• [Texto fornecido]:
★ ★ ★ ★ ★ ★ ★

O presidente do Brasil, Jair Bolsonaro, e o presidente dos EUA, Donald Trump, na Casa Branca, em Washington (EUA) – Foto: Reuters

Jornal GGN – Jair Bolsonaro tratou de fazer jus ao apelido dado a ele mundo afora, o “Trump dos trópicos”, e mostrou colocar o Brasil fielmente a serviço dos Estados Unidos, desde a liberdade concedida ao presidente norte-americano na tecnologia de Defesa e inteligência militar do Brasil, até mesmo abdicando de garantias na Organização Mundial do Comércio (OMC). Do lado de lá, a resposta de Donald Trump foi uma mostra de retribuição pela fidelidade, acenando o ingresso do país à OTAN e à OCDE, sem nenhuma garantia.

A quem interessa?

Além do acordo da base espacial militar de Alcântara no Maranhão, permitindo aos norte-americanos lançarem, por enquanto, satélites comerciais, e a já dada permissão também para que eles tenham acesso à tecnologia militar e de inteligência nacional desenvolvida dentro da Embraer, o próximo passo era a OCDE.

E Trump confirmou apoiar a entrada do Brasil na Organização para a Cooperação e Desenvolvimento Econômico, o bloco considerado das economias mais industrializadas do mundo, que permitirá participar de licitações e negociações do Pentágono, incluindo da área de Defesa, de interesse da então brasileira Embraer, e hoje mais interessante aos Estados Unidos pela recente aquisição da fabricante de aeronaves.

Estratégico pelas decisões tomadas, Trump basicamente aceitou fazer negócio que lhe trará lucro e lucro a nenhum preço. O custo pagará o Brasil, que em troca do apoio mostrado por Trump pela adesão à OCDE e a possibilidade também de aceno junto à OTAN (Organização do Tratado do Atlântico Norte), o país terá que abandonar o tratamento que detém hoje na Organização Mundial do Comércio (OMC).

Importância da OMC

OMC
Foto: WTO/OMC

Acontece que Trump é contra a lista de países de tratamento especial da OMC, criada em 1995 para regular o comércio mundial e que conta hoje com a adesão de 164 nações. Além de regular o mercado, a OMC também media conflitos comerciais, estabelecendo regras sobre tarifas, além de orientar para uma abertura progressiva e controlada do comércio internacional, o que muitas vezes é confrontado pelos EUA, nos obstáculos impostos para o livre comércio – que favorece, por outro lado, o mercado nacional.

Foi um pedido explícito do mandatário dos EUA: o Brasil deve abrir mão do status especial nas negociações da OMC. “O presidente Bolsonaro concordou que o Brasil começará a abrir mão do tratamento especial e diferenciado nas negociações da Organização Mundial do Comércio, em linha com a proposta dos Estados Unidos”, anunciou, em comunicado, o Ministério das Relações Exteriores de ambos os países, na noite de ontem.

★ ★ ★ ★ ★ ★ ★

• [Dados fornecidos]:
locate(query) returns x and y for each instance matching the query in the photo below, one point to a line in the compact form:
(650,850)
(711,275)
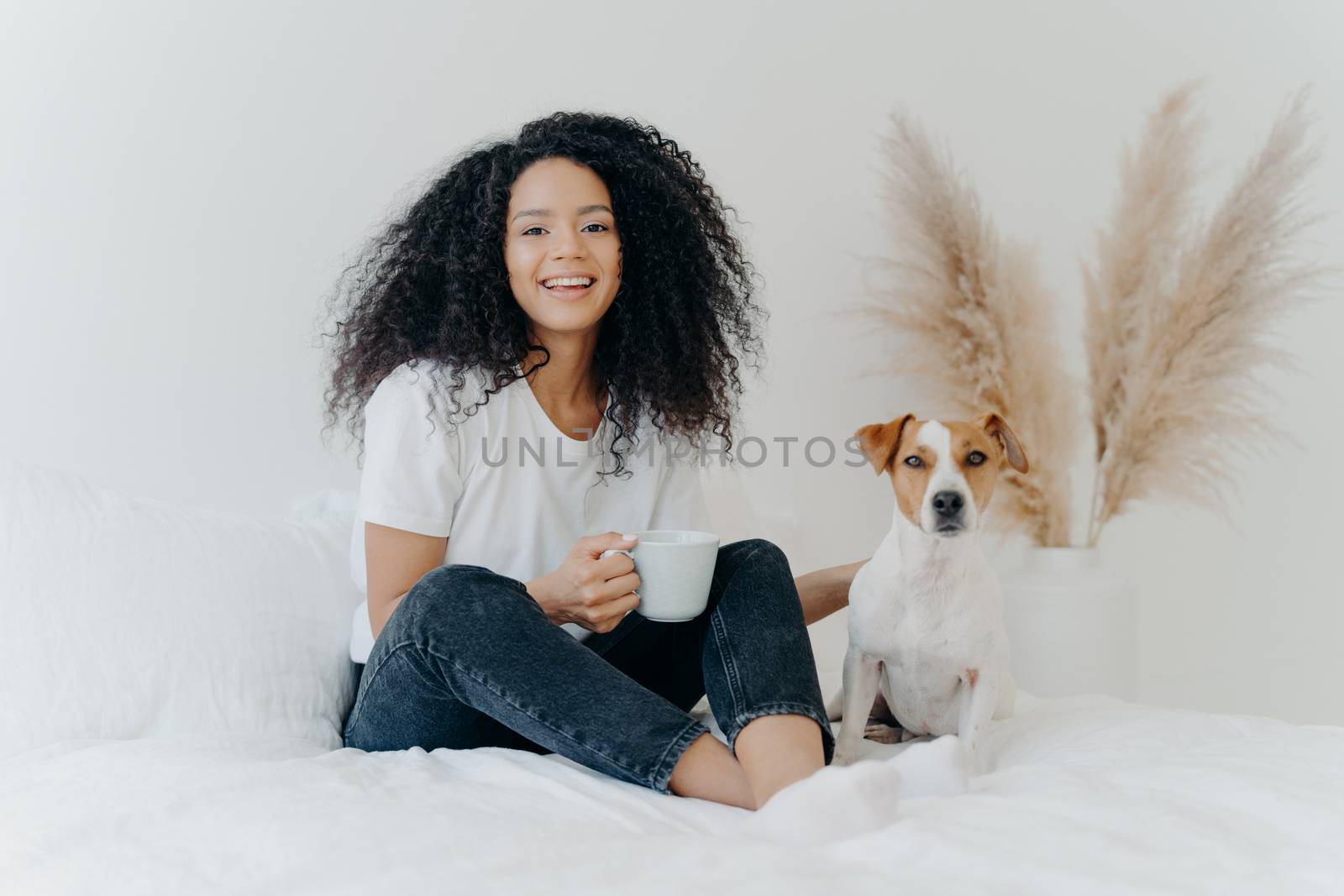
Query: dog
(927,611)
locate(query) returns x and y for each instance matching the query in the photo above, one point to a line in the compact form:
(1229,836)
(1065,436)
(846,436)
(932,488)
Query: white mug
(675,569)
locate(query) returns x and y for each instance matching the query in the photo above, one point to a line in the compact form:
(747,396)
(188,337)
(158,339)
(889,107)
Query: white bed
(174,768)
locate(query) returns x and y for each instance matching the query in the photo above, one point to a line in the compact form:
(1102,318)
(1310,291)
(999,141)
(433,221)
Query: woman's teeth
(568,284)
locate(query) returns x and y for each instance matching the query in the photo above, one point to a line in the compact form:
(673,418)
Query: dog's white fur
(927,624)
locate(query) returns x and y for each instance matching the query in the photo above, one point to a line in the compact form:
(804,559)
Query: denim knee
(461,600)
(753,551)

★ ★ ★ ★ ★ ★ ★

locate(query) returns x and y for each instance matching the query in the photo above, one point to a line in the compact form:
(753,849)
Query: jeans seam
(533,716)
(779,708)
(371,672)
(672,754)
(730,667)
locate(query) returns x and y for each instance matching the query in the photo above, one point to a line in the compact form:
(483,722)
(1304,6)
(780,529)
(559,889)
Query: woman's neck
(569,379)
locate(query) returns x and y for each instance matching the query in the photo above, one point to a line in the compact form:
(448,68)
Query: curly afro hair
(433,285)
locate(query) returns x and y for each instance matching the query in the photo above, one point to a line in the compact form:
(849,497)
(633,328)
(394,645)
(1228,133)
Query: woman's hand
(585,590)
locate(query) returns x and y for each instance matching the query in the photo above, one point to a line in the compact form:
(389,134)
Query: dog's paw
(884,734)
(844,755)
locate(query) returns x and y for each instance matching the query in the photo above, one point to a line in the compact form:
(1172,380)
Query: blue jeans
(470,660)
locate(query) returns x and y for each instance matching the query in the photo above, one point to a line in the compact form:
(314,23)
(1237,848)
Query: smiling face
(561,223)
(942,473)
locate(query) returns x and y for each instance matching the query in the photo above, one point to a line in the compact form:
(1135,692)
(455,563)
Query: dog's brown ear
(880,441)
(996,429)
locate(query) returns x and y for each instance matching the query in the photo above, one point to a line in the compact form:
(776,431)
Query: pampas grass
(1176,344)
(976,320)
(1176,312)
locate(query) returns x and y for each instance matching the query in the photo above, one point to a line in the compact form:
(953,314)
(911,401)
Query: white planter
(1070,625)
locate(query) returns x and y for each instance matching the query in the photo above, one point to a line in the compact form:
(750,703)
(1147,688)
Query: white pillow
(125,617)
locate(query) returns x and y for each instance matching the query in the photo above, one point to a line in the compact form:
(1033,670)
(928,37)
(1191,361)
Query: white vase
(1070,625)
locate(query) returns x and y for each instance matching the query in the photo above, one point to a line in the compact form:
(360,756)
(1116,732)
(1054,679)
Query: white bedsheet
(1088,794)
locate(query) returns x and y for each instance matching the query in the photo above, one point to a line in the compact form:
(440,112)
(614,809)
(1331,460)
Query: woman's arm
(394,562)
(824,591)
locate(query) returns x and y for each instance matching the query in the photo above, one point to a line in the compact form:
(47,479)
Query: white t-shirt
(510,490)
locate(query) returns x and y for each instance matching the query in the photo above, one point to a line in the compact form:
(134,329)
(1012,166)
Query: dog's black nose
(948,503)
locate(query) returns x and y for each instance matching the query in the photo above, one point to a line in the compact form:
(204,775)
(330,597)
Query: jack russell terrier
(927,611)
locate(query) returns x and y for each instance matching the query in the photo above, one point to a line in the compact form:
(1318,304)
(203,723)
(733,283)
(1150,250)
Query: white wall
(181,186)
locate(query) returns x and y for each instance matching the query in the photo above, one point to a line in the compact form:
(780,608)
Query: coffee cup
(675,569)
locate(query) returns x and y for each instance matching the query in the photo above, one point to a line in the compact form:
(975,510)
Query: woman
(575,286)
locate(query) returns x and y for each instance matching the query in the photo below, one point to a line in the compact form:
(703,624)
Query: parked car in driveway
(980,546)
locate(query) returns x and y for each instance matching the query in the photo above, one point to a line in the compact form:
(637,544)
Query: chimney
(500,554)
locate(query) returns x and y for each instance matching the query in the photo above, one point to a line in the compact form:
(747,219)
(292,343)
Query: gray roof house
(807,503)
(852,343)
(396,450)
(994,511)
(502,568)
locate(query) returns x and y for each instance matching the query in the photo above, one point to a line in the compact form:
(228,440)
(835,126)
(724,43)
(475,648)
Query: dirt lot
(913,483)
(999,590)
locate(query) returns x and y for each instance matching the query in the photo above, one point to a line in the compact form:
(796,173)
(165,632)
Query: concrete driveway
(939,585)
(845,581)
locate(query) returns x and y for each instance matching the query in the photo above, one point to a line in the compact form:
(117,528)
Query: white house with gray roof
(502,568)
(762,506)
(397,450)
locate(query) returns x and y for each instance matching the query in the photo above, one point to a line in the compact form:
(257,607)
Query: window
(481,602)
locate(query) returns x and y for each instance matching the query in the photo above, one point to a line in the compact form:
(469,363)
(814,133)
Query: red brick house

★ ★ ★ ★ ★ ★ ★

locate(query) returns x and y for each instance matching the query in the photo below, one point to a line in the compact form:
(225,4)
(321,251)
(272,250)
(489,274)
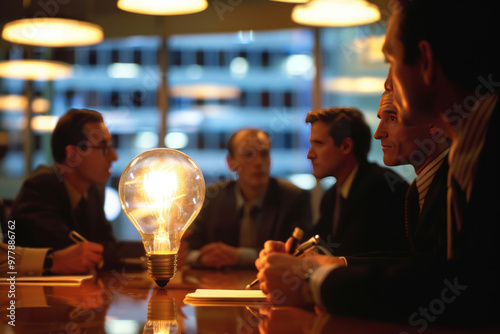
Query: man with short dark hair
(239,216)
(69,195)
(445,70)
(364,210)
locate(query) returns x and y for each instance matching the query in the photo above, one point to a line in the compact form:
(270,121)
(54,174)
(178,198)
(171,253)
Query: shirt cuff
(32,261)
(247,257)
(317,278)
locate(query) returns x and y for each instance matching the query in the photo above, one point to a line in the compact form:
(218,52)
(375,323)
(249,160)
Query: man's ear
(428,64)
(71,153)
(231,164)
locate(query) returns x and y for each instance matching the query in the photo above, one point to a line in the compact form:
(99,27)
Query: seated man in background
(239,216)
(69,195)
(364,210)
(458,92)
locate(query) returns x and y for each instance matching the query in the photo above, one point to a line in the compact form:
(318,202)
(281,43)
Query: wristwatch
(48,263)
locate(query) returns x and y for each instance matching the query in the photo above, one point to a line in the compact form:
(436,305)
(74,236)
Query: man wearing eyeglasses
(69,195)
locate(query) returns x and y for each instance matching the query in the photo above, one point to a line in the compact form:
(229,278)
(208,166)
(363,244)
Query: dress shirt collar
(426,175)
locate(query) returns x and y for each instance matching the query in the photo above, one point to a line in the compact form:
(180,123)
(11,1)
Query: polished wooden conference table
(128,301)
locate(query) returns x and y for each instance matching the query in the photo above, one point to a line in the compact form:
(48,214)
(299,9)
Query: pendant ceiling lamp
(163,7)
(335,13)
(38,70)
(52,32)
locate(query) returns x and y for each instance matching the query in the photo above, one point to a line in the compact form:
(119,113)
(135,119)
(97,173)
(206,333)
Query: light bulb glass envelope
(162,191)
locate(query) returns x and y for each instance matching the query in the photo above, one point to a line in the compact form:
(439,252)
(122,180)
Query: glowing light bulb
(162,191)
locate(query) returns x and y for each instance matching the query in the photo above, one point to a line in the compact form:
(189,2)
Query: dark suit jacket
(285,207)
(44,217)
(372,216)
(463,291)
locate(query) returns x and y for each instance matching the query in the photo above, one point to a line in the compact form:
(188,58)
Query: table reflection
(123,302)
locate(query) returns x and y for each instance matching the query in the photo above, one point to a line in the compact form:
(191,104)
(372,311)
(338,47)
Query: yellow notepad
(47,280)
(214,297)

★ ★ ★ ★ ★ ★ ★

• [Tarefas a realizar]:
1. Transcreva fielmente o trecho da reportagem sobre o encontro entre Bolsonaro e Trump que se inicia com as palavras contendo "Acontece que Trump" e se encerra com "o mercado nacional.".
2. Leve adiante a reportagem sobre o encontro entre Bolsonaro e Trump, prosseguindo a partir da última frase apresentada.

• [Respostas por tarefa]:
1.
Acontece que Trump é contra a lista de países de tratamento especial da OMC, criada em 1995 para regular o comércio mundial e que conta hoje com a adesão de 164 nações. Além de regular o mercado, a OMC também media conflitos comerciais, estabelecendo regras sobre tarifas, além de orientar para uma abertura progressiva e controlada do comércio internacional, o que muitas vezes é confrontado pelos EUA, nos obstáculos impostos para o livre comércio – que favorece, por outro lado, o mercado nacional.

2.
Prós aos EUA, contras ao Brasil

A dívida está toda com o Brasil. Enquanto que o acordo para os norte-americanos usarem a base de Alcântara não prevê o uso militar, a priori, tampouco proíbe ou impede que articulações nesse sentido venham a ser fechadas em um futuro, seja ele próximo ou mais longo. Da mesma forma, o apoio dado por Trump para a participação do Brasil na OCDE não garante em 100% a entrada no bloco, mas às custas disso o país tem que abdicar de garantias que obteve na OMC para manter o apoio de Trump.

O contentamento de Donald Trump, que elogiou “os esforços do Brasil” e manifestou apoio para o início do processo de adesão ao bloco, é questão de lógica. Uma vez que a entrada à OCDE não depende só dos EUA e há ainda um longo processo pela frente, Trump manifestou no encontro com Bolsonaro que a nação brasileira “poderá” tornar-se aliada prioritária extra-OTAN. E ainda é somente uma intenção.

Submissão à Defesa e Militarização dos EUA

Foto: Reprodução Redes Sociais

Na prática, a condição não necessariamente atende só ao Brasil, porque é uma forma de introduzir interesses dos próprios estadunidenses. Ao todo, foram 17 países que receberam essa classificação do governo dos EUA, que permite o país beneficiado tornar-se comprador preferencial de equipamentos e tecnologia militar, participar de leilões do Pentágono e receber treinamentos militares com as Forças Armadas dos EUA.

Ser um aliado prioritário extra-OTAN faz com que alinhe o país às condições militares e Defesa não necessariamente nacional, mas dos próprios Estados Unidos. Como se tratam de negociações e acordos comerciais na área militar e de Defesa, automaticamente implica ameaças estratégicas e interesses geopolíticos.

Mais palavras, poucos acordos

E ainda que a ideia tenha arrancado um sorriso dos defensores de Bolsonaro e do próprio mandatário, Trump tampouco garantiu nada: “Eu disse ao presidente Bolsonaro que eu também pretendo classificar o Brasil como aliado prioritário extra-Otan, ou mesmo, se pensarmos, em um aliado Otan”, sugeriu, apenas.

Ainda não houve a formalização do caso, com documento oficial ou análise de técnicos e assessores sobre a medida, um procedimento necessário nestes casos. A mera intenção de Trump também dependeria da aprovação de todos os outros países integrantes, que ao total são 29. Há ainda especialistas que defendem que tal decisão, por ser de tamanha importância, deve passar pelo crivo do Congresso Nacional.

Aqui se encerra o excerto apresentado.